* [Textauszug]:
————————
Zu Mazyeks dialogisch-rhetorischer Dialektik wäre noch manches zu sagen, doch zum Schluss noch ein kurzer Blick auf weitere Sendungen: Die „Notwendigkeit des Dialogs“ (4.5.2007) wird von Bekir Alboğa vom Gebetsverständnis als der Zwiesprache des Menschen mit Gott her entwickelt. Das Gebet ist der paradigmatische Dialog. Wie der Mensch aufgerufen ist, zu Gott zu rufen (Sure 40,60), so soll der Dialog zur Grundlage des menschlichen Miteinanders gemacht werden, damit die Menschen (auch Mann und Frau), die „unterschiedlich erschaffen“ sind, einander kennenlernen.

Im Beitrag vom 5.10.2007 behauptet Alboğa anhand des oft zitierten Koranverses 2,256 ein „allumfassendes Prinzip der Toleranz“ im Islam, denn es heiße dort in dem Vers nicht „Es gibt keinen Zwang im Islam“, sondern „in der Religion“. Dass nach Sure 3,19 und vielen weiteren Stellen die Religion bei Gott der Islam ist und die hier unter der Hand eingeführte Unterscheidung daher zu hinterfragen ist, bleibt dabei unerwähnt. Der Redebeitrag ist in weiteren Punkten problematisch, markiert jedoch eindeutig gewaltsame Missionierung, Todesstrafe für Apostasie, Zwangsheirat und „Ehrenmorde“ als inakzeptabel und als mit islamischen Prinzipien unvereinbar.

Beim Thema Mission („Aufruf zum Glauben“ vom 1.2.2008) hebt der Kölner Dialogbeauftragte wieder auf eine subtile Unterscheidung ab: Die Rechtleitung und damit die Hinführung zum Islam sei „ausschließlich Sache Gottes“ (Sure 28,56; ferner wird noch einmal Sure 2,256 zitiert: Kein Zwang in der Religion). Die Muslime seien einzig und allein dazu aufgerufen, die Menschen „zu dem einzuladen, was sie für den rechten Weg halten“. Mit dieser Auffassung der „Da’wa“, was er mit „umwerbende Einladung“ übersetzt, meint Alboğa sich gegen das Missionsverständnis „vieler christlicher Missionare“ abgrenzen zu müssen. Als ein Schlüsselvers wird Sure 3,64 zitiert, der auch als Grundlage des „Offenen Briefes“ von 138 muslimischen Gelehrten und religiösen Führern an die Weltchristenheit vom 13.10.2007 dient und dessen Titelstichwort gibt (A Common Word): „Sprich: O Volk der Schrift, kommt herbei zu einem Wort, das gleich ist zwischen uns und euch: dass wir keinen anbeten denn Gott und dass wir Ihm keinen Nebenbuhler zur Seite stellen . . .“

Gegenüber dem etwas angestrengt belehrenden Ton des Imams klingt Hilal Sezgin leicht und warmherzig, wenn sie sich anhand eines Ausspruchs des Propheten („Binde dein Kamel fest, und dann vertraue auf Gott“) Gedanken über göttliche Fügung, praktisches Handeln und Gottvertrauen macht. „Von Gottvertrauen und gebundenen Kamelen“ (6.7.2007) ist eine praktische und ehrliche Meditation über ein islamisches Ora et labora.
————————
* [Aufgabe 1]:
Nenne alle Koranstellen, die der Textauszug über die Islam-Sendungen anführt, jede nur einmal.
* [Aufgabe 2]:
Führe den Textauszug über die Islam-Sendungen bitte im Anschluss an seinen letzten Satz fort.
Die Einträge stehen in keinem Zusammenhang mit dem Textauszug.
————————
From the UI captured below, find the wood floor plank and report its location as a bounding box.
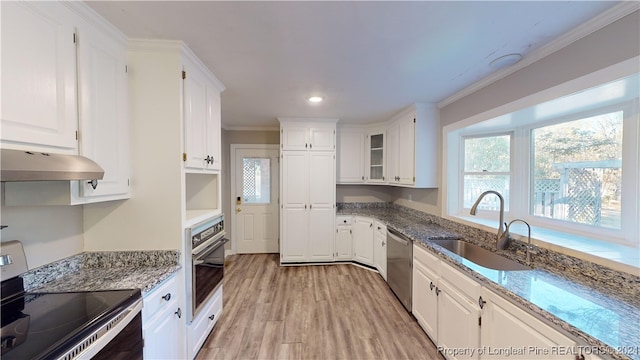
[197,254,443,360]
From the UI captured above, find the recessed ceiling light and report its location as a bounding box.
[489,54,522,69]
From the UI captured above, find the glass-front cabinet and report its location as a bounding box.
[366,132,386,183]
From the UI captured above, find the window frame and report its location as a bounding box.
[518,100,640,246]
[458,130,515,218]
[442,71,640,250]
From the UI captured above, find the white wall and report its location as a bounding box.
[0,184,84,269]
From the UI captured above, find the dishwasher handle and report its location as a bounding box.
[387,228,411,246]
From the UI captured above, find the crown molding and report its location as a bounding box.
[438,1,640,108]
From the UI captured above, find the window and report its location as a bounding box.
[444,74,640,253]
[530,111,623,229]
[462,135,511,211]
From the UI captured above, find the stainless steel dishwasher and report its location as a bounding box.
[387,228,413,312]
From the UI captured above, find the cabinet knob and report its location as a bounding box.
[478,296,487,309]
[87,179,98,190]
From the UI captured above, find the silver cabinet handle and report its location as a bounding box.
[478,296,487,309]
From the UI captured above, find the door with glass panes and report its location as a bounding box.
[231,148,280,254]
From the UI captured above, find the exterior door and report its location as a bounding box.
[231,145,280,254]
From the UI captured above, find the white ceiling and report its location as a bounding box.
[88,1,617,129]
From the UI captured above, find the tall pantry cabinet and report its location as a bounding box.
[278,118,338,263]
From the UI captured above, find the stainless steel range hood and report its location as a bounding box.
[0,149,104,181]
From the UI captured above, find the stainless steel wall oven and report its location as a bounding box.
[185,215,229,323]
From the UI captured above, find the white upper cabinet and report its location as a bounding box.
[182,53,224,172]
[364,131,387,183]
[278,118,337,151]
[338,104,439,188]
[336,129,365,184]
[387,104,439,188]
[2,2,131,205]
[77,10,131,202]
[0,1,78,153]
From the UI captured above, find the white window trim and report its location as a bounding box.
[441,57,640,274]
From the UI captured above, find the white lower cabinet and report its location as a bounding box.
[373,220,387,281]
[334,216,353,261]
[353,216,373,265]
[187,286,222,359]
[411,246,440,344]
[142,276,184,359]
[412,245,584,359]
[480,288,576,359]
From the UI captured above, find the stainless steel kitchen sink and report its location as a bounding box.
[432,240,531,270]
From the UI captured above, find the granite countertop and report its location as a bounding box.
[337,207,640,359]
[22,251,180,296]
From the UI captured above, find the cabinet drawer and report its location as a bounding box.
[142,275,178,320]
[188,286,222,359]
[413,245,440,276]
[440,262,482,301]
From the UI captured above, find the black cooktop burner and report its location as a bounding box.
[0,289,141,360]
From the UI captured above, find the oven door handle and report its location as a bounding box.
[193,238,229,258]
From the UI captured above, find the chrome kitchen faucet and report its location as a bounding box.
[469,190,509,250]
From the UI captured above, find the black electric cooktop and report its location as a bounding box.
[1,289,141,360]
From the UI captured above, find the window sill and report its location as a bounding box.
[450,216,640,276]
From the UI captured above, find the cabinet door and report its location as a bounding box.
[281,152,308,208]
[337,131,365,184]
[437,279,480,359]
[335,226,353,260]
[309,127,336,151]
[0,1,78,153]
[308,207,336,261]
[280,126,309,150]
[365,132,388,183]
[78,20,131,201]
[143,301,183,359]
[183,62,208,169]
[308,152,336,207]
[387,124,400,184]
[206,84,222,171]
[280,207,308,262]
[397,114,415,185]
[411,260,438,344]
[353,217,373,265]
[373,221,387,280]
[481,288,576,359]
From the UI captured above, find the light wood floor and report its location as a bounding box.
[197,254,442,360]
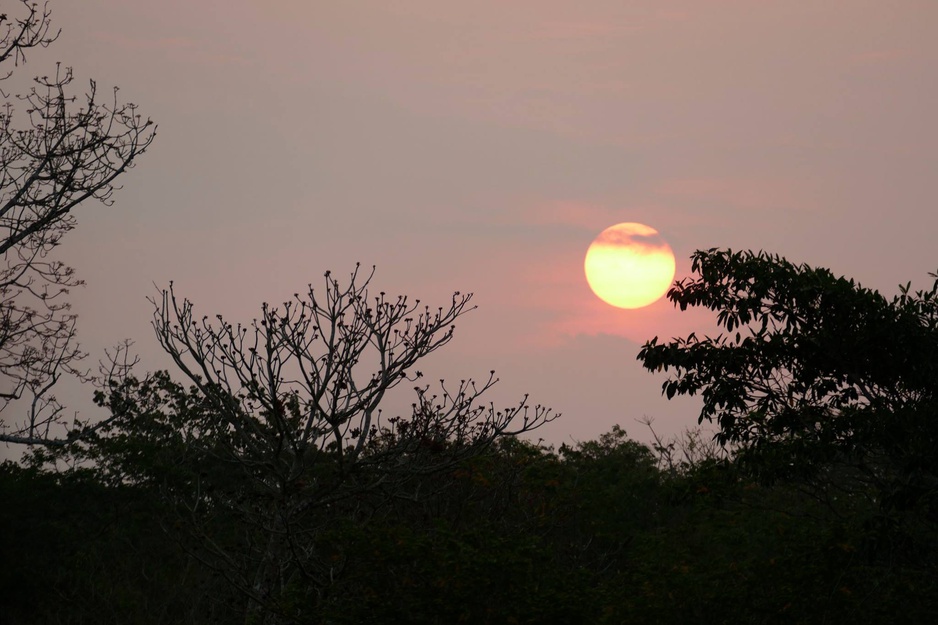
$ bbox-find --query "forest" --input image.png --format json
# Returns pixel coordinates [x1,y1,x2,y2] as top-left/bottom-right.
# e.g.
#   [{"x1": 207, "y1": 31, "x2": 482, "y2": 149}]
————————
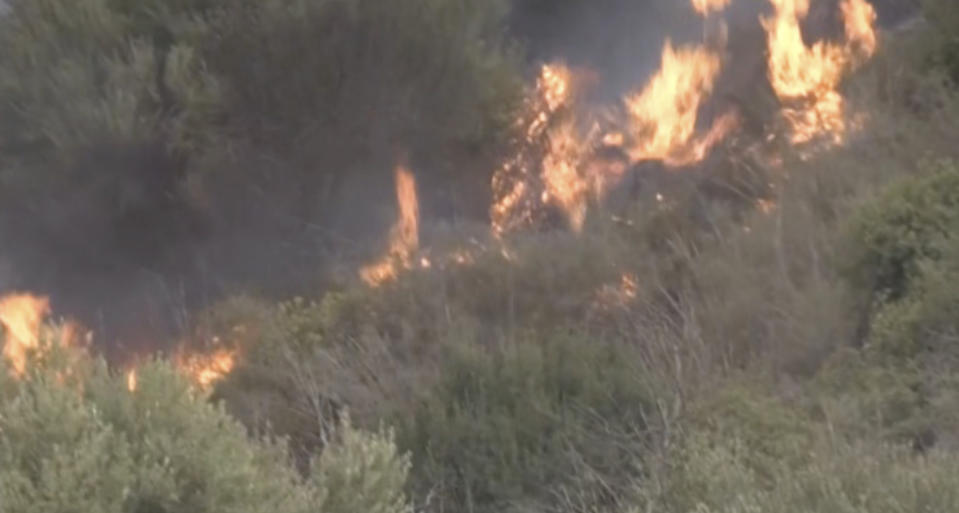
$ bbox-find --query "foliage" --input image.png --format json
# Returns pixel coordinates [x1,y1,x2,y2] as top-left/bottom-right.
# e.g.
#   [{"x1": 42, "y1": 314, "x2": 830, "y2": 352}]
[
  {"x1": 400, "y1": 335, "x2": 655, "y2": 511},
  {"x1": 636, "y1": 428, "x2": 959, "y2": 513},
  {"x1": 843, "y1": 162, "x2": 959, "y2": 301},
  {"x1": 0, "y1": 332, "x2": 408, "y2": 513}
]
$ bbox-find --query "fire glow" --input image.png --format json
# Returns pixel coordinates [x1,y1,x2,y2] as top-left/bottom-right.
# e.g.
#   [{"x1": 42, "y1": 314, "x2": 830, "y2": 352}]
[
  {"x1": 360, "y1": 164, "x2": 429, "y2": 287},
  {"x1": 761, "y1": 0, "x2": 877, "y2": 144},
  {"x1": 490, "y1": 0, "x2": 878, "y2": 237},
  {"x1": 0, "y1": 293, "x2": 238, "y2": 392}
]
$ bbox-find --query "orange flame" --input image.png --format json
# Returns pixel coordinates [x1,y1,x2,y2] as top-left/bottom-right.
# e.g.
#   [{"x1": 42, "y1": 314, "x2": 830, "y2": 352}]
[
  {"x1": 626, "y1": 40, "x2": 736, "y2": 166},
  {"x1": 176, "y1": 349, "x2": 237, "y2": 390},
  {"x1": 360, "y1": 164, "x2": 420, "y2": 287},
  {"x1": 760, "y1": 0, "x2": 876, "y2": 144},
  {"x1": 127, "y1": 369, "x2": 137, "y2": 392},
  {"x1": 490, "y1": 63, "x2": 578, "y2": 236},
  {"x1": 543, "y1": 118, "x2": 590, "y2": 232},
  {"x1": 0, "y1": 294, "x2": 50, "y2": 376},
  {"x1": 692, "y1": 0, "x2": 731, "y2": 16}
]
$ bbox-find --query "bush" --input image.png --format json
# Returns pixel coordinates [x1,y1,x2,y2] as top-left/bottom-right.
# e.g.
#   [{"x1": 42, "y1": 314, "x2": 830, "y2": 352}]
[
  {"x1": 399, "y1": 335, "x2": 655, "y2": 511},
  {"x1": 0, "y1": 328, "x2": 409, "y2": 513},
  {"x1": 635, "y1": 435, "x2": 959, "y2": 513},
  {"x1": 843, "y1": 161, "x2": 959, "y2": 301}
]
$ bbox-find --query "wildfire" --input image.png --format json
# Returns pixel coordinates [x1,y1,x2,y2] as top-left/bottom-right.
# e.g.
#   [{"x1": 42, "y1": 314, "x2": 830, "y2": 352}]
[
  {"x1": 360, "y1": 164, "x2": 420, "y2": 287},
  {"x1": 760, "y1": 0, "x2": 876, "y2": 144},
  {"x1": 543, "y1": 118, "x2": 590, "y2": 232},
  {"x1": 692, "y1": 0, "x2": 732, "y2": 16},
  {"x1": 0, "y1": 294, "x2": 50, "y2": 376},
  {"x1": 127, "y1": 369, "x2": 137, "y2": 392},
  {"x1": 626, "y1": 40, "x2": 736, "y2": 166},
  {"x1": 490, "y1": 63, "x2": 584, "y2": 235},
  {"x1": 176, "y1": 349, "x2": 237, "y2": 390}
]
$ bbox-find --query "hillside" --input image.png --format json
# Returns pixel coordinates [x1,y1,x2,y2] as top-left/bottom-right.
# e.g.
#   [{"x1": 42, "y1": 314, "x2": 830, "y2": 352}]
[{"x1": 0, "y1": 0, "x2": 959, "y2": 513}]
————————
* [Lösung 1]:
Sure 40,60; Sure 2,256; Sure 3,19; Sure 28,56; Sure 3,64

* [Lösung 2]:
Emina Corbo-Mesic macht die unvermeidliche Maria zum Thema ihres ersten Beitrags (1.6.2007) und spricht in weiteren Sendungen über Bildung und Frieden. Unerheblich, dass Maria die einzige Frau ist, die im Koran überhaupt mit Namen genannt wird, wirkungsvoller erscheint die fast schon gebetsmühlenartig wiederholte Feststellung, dass Maria eine ganze Koransure gewidmet ist (Sure 19 trägt ihren Namen) und zu den „4 besten Frauen“ gehört. Hier ist alles gleichsam in Watte gepackt, Probleme sind weit weg, wenn überhaupt vorhanden. Es wirkt, als sei die Welt der muslimischen Familie fern aller Tagespolitik der Bezugsrahmen.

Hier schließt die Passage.